DATA SUPPLIED –

::::

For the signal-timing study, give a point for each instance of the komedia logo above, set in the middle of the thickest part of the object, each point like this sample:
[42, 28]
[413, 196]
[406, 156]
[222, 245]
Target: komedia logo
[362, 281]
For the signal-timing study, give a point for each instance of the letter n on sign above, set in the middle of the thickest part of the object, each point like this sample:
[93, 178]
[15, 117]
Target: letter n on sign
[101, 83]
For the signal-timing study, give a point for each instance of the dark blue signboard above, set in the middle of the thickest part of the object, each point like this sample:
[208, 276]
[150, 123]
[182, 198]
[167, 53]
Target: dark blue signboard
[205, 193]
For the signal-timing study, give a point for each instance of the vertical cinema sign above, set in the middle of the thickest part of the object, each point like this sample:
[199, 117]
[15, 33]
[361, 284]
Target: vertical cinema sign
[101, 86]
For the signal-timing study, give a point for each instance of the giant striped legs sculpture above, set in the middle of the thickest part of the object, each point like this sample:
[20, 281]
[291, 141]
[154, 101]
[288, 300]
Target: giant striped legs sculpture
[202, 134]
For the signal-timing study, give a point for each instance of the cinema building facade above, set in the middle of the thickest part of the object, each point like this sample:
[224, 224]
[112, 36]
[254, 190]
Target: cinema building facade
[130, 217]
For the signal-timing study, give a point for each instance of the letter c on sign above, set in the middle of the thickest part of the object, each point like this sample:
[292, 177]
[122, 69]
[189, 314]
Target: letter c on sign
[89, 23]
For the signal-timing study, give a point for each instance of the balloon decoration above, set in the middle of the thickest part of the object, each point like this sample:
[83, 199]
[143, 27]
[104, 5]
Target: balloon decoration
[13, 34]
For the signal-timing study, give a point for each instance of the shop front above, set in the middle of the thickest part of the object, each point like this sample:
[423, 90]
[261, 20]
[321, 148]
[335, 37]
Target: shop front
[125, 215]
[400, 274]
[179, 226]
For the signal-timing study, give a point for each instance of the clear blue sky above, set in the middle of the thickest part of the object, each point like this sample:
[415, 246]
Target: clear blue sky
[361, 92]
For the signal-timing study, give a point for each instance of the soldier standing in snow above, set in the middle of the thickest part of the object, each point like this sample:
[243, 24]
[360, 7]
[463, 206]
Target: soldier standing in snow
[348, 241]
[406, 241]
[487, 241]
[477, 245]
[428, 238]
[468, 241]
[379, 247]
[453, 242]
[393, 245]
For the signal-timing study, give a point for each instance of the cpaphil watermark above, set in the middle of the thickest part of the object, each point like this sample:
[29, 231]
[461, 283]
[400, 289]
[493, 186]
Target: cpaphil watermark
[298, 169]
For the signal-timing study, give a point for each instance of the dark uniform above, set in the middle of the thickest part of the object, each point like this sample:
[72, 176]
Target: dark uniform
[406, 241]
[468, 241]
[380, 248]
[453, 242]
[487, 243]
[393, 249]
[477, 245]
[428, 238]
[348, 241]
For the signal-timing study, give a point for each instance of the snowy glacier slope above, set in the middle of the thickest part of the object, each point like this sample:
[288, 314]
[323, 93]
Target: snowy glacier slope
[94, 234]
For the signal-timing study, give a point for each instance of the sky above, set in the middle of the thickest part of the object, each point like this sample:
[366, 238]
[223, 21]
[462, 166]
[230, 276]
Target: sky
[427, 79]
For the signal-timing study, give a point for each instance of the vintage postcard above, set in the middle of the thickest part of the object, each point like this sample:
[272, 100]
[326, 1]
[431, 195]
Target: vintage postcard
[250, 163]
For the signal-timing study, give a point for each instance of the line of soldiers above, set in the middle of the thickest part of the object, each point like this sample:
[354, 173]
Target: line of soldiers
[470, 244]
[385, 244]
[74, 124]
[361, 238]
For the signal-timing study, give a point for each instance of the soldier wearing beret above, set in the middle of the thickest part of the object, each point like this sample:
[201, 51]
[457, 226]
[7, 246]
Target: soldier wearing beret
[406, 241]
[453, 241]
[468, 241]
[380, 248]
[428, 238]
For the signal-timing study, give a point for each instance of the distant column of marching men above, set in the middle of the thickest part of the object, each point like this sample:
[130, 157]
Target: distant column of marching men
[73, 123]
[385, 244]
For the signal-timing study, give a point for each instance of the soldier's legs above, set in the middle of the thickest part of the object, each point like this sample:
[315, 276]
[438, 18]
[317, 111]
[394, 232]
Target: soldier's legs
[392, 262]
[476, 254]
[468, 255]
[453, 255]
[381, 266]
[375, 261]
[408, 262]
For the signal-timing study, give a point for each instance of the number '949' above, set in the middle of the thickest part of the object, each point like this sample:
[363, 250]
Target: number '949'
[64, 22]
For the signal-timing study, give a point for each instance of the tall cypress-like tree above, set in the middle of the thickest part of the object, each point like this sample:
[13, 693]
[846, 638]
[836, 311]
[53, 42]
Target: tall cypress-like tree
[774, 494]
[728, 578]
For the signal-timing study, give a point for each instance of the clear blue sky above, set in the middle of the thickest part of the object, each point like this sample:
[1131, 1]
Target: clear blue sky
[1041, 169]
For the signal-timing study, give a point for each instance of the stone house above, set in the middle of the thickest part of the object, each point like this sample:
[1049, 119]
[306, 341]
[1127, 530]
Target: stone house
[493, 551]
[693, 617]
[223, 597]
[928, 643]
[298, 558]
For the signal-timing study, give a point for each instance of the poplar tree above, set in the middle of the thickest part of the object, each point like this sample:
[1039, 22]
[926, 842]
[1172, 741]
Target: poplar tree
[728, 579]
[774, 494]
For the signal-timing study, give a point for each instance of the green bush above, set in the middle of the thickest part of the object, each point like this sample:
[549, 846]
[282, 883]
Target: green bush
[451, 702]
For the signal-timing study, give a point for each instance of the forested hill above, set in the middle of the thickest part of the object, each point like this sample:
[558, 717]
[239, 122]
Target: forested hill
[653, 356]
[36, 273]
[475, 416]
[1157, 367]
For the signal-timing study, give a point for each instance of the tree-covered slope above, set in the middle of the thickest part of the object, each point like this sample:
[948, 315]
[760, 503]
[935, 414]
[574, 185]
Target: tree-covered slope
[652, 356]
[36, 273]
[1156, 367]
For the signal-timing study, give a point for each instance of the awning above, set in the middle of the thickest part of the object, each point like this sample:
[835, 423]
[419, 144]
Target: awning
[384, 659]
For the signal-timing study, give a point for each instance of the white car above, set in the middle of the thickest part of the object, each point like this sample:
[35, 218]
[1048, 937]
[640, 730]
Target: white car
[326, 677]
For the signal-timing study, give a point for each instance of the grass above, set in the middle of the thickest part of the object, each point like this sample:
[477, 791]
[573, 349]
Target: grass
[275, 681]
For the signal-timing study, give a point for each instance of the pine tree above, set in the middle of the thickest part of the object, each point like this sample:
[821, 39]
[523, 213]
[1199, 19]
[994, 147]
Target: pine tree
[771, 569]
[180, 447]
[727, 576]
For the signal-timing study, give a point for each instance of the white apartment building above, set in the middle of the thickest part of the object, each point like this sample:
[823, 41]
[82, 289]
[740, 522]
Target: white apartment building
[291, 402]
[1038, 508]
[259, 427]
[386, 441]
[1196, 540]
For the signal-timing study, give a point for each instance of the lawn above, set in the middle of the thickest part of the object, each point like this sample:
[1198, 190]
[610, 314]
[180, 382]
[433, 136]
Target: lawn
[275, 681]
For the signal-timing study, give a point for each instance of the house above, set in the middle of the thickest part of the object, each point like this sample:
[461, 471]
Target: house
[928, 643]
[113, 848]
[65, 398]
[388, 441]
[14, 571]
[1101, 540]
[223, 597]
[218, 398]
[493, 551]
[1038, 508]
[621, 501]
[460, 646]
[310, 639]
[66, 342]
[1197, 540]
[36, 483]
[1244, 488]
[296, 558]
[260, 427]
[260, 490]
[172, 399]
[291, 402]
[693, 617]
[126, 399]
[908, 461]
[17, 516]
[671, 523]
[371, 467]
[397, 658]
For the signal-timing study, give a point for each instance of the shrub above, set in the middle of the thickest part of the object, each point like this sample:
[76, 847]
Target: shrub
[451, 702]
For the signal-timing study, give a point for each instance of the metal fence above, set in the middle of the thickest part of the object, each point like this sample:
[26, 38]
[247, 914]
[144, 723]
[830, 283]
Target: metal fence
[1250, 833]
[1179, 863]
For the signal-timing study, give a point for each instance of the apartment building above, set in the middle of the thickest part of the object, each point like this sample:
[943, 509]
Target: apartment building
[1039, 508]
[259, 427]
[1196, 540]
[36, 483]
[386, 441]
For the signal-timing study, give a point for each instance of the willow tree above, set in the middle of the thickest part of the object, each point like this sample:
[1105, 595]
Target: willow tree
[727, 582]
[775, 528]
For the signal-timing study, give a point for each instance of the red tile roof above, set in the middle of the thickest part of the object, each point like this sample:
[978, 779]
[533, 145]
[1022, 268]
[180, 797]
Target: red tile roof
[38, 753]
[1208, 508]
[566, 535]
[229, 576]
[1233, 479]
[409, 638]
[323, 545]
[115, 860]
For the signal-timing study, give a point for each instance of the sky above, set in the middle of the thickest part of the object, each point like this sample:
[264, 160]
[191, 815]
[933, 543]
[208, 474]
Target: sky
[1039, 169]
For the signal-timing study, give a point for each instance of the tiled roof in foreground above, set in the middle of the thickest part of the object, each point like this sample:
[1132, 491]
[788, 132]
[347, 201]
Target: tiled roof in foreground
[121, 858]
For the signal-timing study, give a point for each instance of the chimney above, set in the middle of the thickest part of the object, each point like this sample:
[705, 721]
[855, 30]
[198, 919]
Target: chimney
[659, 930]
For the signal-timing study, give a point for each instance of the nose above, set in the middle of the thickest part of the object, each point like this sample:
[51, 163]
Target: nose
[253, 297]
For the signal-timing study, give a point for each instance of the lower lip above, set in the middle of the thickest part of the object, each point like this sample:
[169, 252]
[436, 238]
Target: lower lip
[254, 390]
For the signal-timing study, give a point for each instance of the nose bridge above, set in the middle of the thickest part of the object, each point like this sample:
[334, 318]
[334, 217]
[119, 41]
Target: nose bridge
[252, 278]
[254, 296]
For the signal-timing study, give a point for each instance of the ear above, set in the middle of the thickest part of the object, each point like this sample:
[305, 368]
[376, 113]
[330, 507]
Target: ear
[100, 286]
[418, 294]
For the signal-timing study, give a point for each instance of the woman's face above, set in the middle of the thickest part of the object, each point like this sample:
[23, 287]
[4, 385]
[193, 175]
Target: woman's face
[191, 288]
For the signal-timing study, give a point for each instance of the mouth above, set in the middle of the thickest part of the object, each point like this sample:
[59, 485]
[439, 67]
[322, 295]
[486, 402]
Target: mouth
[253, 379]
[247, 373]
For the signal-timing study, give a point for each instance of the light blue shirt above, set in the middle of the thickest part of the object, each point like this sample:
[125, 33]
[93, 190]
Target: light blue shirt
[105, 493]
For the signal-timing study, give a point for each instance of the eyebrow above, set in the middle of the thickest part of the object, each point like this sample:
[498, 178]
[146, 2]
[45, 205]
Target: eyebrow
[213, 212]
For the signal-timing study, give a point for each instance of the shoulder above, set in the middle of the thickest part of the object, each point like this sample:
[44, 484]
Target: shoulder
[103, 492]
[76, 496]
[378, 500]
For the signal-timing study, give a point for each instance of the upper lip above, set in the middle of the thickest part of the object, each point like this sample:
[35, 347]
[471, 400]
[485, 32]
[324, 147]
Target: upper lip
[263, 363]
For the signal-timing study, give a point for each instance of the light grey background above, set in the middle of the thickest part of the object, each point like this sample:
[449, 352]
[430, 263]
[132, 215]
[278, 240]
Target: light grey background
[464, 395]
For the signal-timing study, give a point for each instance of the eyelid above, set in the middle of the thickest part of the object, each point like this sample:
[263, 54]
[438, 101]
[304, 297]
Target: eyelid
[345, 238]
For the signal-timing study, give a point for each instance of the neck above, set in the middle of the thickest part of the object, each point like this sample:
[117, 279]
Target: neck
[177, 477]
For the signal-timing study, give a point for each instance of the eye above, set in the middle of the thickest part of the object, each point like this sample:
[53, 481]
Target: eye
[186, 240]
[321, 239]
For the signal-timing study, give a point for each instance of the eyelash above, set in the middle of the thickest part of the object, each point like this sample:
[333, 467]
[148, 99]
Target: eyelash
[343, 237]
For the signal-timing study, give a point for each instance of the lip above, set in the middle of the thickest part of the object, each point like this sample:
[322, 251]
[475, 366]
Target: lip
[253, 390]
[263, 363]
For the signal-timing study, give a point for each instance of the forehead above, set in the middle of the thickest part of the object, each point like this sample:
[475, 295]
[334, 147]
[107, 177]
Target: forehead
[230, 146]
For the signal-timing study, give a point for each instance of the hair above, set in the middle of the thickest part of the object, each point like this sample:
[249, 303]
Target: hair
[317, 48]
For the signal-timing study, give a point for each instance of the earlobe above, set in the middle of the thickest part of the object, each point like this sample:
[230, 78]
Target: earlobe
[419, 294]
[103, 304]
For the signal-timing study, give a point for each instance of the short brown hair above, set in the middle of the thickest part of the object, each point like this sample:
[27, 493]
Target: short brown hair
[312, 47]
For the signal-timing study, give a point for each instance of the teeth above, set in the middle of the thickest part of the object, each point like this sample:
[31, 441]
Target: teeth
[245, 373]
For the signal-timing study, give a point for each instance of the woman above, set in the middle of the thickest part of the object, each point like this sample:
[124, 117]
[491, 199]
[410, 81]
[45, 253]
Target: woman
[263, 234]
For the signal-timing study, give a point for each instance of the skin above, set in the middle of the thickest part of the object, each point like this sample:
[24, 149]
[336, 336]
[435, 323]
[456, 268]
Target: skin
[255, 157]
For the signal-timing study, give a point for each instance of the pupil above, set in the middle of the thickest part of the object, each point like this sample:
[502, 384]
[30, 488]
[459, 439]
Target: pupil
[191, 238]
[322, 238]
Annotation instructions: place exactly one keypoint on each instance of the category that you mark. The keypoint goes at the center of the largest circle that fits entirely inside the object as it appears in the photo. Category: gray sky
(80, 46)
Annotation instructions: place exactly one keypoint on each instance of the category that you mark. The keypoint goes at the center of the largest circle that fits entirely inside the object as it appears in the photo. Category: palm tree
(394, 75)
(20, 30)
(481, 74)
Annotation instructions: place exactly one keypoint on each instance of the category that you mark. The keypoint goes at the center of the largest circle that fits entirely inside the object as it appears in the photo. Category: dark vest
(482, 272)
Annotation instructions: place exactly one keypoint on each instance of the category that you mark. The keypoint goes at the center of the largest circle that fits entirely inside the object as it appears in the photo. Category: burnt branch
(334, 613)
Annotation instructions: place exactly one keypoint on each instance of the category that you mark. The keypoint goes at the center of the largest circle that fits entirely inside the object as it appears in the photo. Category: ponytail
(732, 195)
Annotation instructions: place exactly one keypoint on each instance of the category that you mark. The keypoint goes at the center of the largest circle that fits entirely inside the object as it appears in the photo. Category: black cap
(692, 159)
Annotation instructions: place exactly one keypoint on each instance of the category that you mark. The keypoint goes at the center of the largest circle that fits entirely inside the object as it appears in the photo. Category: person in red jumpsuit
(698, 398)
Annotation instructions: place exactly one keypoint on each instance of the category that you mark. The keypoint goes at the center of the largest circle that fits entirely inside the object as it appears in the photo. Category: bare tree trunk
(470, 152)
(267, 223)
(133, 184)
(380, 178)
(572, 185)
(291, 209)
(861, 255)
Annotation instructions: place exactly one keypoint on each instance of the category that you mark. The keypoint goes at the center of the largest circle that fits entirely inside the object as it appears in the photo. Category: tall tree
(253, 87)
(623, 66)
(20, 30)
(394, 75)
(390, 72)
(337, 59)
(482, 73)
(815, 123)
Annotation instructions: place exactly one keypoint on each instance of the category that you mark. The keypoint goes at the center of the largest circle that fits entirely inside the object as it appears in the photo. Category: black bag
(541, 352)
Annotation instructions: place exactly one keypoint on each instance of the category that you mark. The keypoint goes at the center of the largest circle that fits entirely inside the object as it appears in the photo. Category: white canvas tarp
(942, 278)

::::

DIRECTIONS FOR THIS TASK – Return precisely the lines of the records, starting with the line that holds "in red jumpsuit" and ending with the last one.

TASK ANSWER –
Annotation instructions: place exactly one keypoint on each instance of the category that you mark. The keypoint goes at the center of the largest circle that fits entirely inside the object as it appears in the photo. Category: person in red jumpsuit
(698, 398)
Annotation instructions: place exactly one keypoint on each instance of the category that you mark. The keypoint goes at the center of the largest circle that fits entirely inside the object as it appears in the photo. Category: bare tree trunk
(470, 152)
(267, 223)
(133, 184)
(380, 178)
(572, 185)
(291, 209)
(861, 255)
Annotation instructions: place exactly one keypoint on each instance of the category that you mark. The keypoint goes at the center of the largest circle that fits entirely inside the object as it appears in the photo. Category: tall tree
(253, 87)
(623, 66)
(20, 30)
(394, 75)
(390, 72)
(337, 59)
(482, 73)
(815, 123)
Annotation instructions: place exactly one keypoint on each instance of the category that you mark. The keypoint goes at the center of the largest circle that fits entirely inside the object as it appears in the photo. Category: black bag
(541, 352)
Annotation instructions: place exactly one keypoint on each instance of the category that you mark. The keypoint goes at the center of the largest circle that fits entirely inside the object as it appears in the photo. Category: white canvas tarp
(942, 278)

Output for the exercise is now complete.